• **What the task requires**:
Put every line of the data below into a Markdown table with the columns Row and Line. Number the rows in order and omit any blank lines.

• **Records to process**:
----

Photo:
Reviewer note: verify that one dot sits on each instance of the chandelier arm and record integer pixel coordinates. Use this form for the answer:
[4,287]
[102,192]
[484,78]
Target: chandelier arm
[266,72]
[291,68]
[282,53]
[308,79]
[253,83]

----

• **In response**:
| Row | Line |
|---|---|
| 1 | Photo: |
| 2 | Reviewer note: verify that one dot sits on each instance of the chandelier arm and record integer pixel coordinates. Use this form for the answer: |
| 3 | [4,287] |
| 4 | [102,192] |
| 5 | [484,78] |
| 6 | Target: chandelier arm |
| 7 | [266,72] |
| 8 | [291,68] |
| 9 | [282,53] |
| 10 | [308,79] |
| 11 | [253,83] |